* _Page text_
= = =
The interconnected public health and economic crises have locked North Carolina in a box within a box. Think of the larger outer box as the national arena of pandemic responses. Think of the smaller inner box as the terrain of state-local responsibilities.
Across the states, federal funding represents a relatively modest 5% to 15% of spending on K-12 schools. In North Carolina, the federal share is about 11%. Still, only the federal government has the resources and fiscal tools to bolster the coronavirus-endangered budgets of state and local governments upon which public education depends.
Writing in The New York Times, Susan Dynarski, a professor of education, public policy, and economics at the University of Michigan, draws on her own experience in home-schooling her children to define the immediate need for a major federal infusion of money into the states. Describing herself as “lucky’’ as a well-paid academic with a flexible schedule, she says that “it wasn’t easy’’ to home-school. In contrast, she writes, remote learning since the wave of school closures has especially taxed parents holding multiple low-wage jobs or raising children alone.
= = =
* _Task to complete_
Transcribe the article on pandemic school funding between "Writing in The" and "raising children alone.", inclusive.

* _Exercise data_
= = =
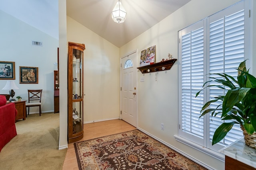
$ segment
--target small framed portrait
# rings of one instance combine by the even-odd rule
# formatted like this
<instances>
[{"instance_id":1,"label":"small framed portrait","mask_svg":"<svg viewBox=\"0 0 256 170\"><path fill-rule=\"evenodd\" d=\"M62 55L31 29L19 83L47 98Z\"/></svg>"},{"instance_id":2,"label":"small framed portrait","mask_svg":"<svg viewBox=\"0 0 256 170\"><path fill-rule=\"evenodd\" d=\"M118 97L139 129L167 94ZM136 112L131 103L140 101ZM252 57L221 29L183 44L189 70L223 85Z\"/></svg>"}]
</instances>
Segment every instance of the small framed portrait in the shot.
<instances>
[{"instance_id":1,"label":"small framed portrait","mask_svg":"<svg viewBox=\"0 0 256 170\"><path fill-rule=\"evenodd\" d=\"M0 61L0 80L15 80L15 62Z\"/></svg>"},{"instance_id":2,"label":"small framed portrait","mask_svg":"<svg viewBox=\"0 0 256 170\"><path fill-rule=\"evenodd\" d=\"M38 84L38 68L20 66L20 83Z\"/></svg>"}]
</instances>

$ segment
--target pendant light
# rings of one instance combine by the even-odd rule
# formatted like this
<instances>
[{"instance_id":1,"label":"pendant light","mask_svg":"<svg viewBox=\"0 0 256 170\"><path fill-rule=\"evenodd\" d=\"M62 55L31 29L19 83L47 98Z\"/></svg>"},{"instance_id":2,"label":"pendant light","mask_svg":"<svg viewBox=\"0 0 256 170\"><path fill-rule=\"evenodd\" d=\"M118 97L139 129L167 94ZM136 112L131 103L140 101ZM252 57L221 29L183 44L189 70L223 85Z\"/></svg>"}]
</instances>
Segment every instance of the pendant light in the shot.
<instances>
[{"instance_id":1,"label":"pendant light","mask_svg":"<svg viewBox=\"0 0 256 170\"><path fill-rule=\"evenodd\" d=\"M118 23L124 22L126 16L126 12L120 2L116 2L113 11L112 11L112 19L113 20Z\"/></svg>"}]
</instances>

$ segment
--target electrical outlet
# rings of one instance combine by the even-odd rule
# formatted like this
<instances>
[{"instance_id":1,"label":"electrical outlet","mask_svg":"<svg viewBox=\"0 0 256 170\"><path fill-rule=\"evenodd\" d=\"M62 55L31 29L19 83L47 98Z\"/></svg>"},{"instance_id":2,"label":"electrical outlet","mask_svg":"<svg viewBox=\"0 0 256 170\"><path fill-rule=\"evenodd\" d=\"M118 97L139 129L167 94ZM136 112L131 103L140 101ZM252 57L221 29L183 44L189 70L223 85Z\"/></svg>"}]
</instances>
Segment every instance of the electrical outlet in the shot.
<instances>
[{"instance_id":1,"label":"electrical outlet","mask_svg":"<svg viewBox=\"0 0 256 170\"><path fill-rule=\"evenodd\" d=\"M161 129L162 130L164 130L164 123L161 123Z\"/></svg>"}]
</instances>

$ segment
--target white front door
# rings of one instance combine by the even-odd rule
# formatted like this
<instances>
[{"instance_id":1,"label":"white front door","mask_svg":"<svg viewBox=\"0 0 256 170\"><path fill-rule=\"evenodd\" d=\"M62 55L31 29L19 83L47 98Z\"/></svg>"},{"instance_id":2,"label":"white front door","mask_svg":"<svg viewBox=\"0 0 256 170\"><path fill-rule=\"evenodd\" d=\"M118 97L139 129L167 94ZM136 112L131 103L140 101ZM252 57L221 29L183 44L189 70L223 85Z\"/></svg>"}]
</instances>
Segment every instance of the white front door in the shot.
<instances>
[{"instance_id":1,"label":"white front door","mask_svg":"<svg viewBox=\"0 0 256 170\"><path fill-rule=\"evenodd\" d=\"M121 110L122 119L137 127L137 52L121 59Z\"/></svg>"}]
</instances>

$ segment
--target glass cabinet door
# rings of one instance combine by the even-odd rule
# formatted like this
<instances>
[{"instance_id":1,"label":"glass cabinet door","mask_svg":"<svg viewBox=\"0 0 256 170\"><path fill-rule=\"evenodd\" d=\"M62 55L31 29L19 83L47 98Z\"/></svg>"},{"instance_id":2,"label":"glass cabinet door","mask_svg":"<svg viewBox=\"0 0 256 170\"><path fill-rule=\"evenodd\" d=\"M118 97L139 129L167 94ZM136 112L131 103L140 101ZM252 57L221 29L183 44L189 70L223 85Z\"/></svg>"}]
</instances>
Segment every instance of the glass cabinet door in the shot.
<instances>
[{"instance_id":1,"label":"glass cabinet door","mask_svg":"<svg viewBox=\"0 0 256 170\"><path fill-rule=\"evenodd\" d=\"M73 134L83 130L83 52L73 49Z\"/></svg>"},{"instance_id":2,"label":"glass cabinet door","mask_svg":"<svg viewBox=\"0 0 256 170\"><path fill-rule=\"evenodd\" d=\"M68 143L82 139L84 135L83 44L68 42Z\"/></svg>"}]
</instances>

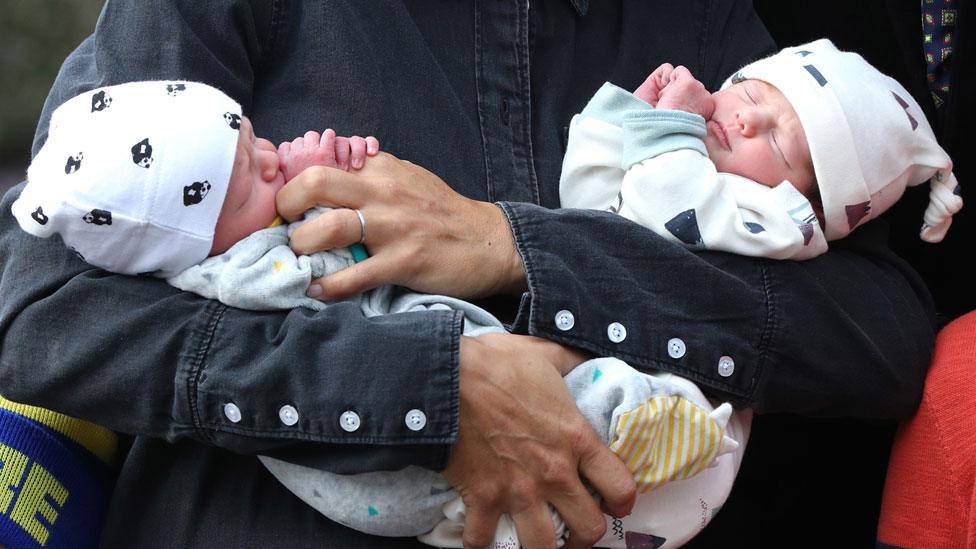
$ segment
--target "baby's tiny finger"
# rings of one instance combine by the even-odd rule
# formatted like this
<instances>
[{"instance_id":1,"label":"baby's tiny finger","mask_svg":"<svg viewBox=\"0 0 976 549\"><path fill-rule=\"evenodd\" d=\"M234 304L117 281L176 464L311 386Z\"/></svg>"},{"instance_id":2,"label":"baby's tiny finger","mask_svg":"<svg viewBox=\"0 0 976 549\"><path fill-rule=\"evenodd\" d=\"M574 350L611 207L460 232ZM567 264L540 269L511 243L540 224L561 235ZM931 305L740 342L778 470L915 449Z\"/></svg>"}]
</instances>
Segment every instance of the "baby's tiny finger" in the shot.
<instances>
[{"instance_id":1,"label":"baby's tiny finger","mask_svg":"<svg viewBox=\"0 0 976 549\"><path fill-rule=\"evenodd\" d=\"M349 138L349 163L354 170L363 167L366 160L366 139L358 135Z\"/></svg>"},{"instance_id":2,"label":"baby's tiny finger","mask_svg":"<svg viewBox=\"0 0 976 549\"><path fill-rule=\"evenodd\" d=\"M309 147L319 146L319 132L309 130L305 132L305 144Z\"/></svg>"},{"instance_id":3,"label":"baby's tiny finger","mask_svg":"<svg viewBox=\"0 0 976 549\"><path fill-rule=\"evenodd\" d=\"M322 141L319 143L319 146L321 146L323 148L334 149L335 148L335 130L333 130L332 128L326 128L325 131L322 132Z\"/></svg>"},{"instance_id":4,"label":"baby's tiny finger","mask_svg":"<svg viewBox=\"0 0 976 549\"><path fill-rule=\"evenodd\" d=\"M349 169L349 138L348 137L336 137L336 164L338 164L339 169L348 170Z\"/></svg>"}]
</instances>

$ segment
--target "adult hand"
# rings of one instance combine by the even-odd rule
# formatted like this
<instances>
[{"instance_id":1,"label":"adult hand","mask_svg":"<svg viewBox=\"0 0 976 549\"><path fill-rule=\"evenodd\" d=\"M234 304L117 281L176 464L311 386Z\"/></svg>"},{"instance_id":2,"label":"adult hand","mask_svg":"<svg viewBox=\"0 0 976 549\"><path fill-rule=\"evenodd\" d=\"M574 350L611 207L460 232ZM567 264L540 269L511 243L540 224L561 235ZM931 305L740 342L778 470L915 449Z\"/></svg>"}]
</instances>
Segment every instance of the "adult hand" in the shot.
<instances>
[{"instance_id":1,"label":"adult hand","mask_svg":"<svg viewBox=\"0 0 976 549\"><path fill-rule=\"evenodd\" d=\"M668 75L669 82L661 90L657 102L659 109L672 109L701 115L705 120L715 112L715 101L705 85L691 75L685 67L675 67Z\"/></svg>"},{"instance_id":2,"label":"adult hand","mask_svg":"<svg viewBox=\"0 0 976 549\"><path fill-rule=\"evenodd\" d=\"M312 167L278 193L278 213L289 221L316 205L360 210L370 257L313 280L312 297L341 299L382 284L459 298L526 288L505 214L410 162L381 152L355 174ZM360 235L356 212L337 209L302 225L290 245L309 254L355 244Z\"/></svg>"},{"instance_id":3,"label":"adult hand","mask_svg":"<svg viewBox=\"0 0 976 549\"><path fill-rule=\"evenodd\" d=\"M444 475L467 509L465 547L487 547L508 513L528 549L555 547L551 504L570 531L567 547L590 547L606 520L636 497L626 466L599 439L560 378L586 357L513 334L461 338L460 431Z\"/></svg>"}]
</instances>

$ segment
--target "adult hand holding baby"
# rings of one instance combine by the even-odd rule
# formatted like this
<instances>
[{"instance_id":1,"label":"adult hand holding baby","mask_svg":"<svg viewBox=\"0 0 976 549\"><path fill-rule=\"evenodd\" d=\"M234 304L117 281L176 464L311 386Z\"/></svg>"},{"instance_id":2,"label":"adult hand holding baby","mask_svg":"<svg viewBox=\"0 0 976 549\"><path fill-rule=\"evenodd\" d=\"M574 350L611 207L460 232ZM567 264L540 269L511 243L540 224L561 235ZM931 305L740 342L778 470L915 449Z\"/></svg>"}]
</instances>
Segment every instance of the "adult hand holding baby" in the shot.
<instances>
[{"instance_id":1,"label":"adult hand holding baby","mask_svg":"<svg viewBox=\"0 0 976 549\"><path fill-rule=\"evenodd\" d=\"M381 152L356 173L306 169L278 193L278 212L289 221L316 205L360 210L370 257L313 280L310 295L342 299L383 284L458 298L526 289L502 210L460 195L420 166ZM291 247L308 254L355 244L361 236L356 212L338 209L295 231Z\"/></svg>"}]
</instances>

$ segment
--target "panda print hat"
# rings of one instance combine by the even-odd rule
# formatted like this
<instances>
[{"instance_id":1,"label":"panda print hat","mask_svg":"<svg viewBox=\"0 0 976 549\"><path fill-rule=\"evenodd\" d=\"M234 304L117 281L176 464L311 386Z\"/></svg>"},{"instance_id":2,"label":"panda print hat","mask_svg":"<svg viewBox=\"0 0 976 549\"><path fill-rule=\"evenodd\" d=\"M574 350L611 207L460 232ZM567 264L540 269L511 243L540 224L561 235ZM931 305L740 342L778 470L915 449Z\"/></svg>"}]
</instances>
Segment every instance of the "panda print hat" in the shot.
<instances>
[{"instance_id":1,"label":"panda print hat","mask_svg":"<svg viewBox=\"0 0 976 549\"><path fill-rule=\"evenodd\" d=\"M66 101L12 211L85 261L168 277L203 261L230 182L241 106L196 82L130 82Z\"/></svg>"},{"instance_id":2,"label":"panda print hat","mask_svg":"<svg viewBox=\"0 0 976 549\"><path fill-rule=\"evenodd\" d=\"M789 100L806 133L827 240L877 217L906 187L930 182L920 236L939 242L962 208L952 161L921 107L892 78L827 39L784 48L723 84L762 80Z\"/></svg>"}]
</instances>

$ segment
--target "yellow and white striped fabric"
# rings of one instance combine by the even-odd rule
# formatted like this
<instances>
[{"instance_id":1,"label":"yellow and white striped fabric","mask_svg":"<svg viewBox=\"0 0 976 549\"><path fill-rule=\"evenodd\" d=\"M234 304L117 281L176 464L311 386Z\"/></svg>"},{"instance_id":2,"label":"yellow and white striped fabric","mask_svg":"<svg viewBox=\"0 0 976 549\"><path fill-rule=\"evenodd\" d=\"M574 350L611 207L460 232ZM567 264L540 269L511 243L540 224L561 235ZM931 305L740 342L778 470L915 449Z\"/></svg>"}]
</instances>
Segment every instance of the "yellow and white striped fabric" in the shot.
<instances>
[{"instance_id":1,"label":"yellow and white striped fabric","mask_svg":"<svg viewBox=\"0 0 976 549\"><path fill-rule=\"evenodd\" d=\"M646 493L700 473L718 456L724 436L705 409L680 396L659 396L620 415L610 449Z\"/></svg>"}]
</instances>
= = =
* _Result for this exercise_
Writing in The New York Times, Susan Dynarski, a professor of education, public policy, and economics at the University of Michigan, draws on her own experience in home-schooling her children to define the immediate need for a major federal infusion of money into the states. Describing herself as “lucky’’ as a well-paid academic with a flexible schedule, she says that “it wasn’t easy’’ to home-school. In contrast, she writes, remote learning since the wave of school closures has especially taxed parents holding multiple low-wage jobs or raising children alone.